_Task to carry out_. Find every line in the records below that contains the word "slice" and copy each one.

═══ Material provided ═══

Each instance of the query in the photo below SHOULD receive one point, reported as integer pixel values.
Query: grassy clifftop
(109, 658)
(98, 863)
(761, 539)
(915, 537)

═══
═══ Material provided ═══

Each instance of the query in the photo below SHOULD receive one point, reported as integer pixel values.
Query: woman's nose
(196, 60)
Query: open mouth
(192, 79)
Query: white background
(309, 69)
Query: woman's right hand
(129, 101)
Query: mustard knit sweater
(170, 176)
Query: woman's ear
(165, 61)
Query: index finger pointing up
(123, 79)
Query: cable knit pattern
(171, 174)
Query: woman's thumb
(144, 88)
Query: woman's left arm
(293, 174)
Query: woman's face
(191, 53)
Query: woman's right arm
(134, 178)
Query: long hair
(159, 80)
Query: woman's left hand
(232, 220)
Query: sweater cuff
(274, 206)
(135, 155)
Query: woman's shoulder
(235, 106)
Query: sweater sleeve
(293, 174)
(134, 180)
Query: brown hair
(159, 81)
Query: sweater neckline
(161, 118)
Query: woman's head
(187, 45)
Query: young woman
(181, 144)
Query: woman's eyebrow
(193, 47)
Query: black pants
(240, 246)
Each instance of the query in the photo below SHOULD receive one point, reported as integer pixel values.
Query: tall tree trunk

═══
═══ Material provided ═══

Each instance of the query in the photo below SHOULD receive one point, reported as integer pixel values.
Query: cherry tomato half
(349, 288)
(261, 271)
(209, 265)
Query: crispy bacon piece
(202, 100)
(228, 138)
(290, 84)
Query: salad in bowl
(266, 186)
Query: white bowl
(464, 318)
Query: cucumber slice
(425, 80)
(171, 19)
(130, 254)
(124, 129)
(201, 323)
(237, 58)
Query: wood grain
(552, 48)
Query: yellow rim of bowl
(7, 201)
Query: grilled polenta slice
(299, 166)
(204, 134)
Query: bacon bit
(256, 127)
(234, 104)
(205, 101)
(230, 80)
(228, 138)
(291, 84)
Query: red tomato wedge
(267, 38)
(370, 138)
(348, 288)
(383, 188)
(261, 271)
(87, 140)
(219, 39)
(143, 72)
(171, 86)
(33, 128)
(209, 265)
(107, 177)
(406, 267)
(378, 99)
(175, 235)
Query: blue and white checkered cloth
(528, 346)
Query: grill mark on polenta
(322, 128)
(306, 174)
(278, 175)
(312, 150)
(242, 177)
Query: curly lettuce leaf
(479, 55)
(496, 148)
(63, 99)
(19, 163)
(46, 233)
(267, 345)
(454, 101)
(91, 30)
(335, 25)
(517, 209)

═══

_Task response_.
Query: cucumber slice
Query: grilled polenta slice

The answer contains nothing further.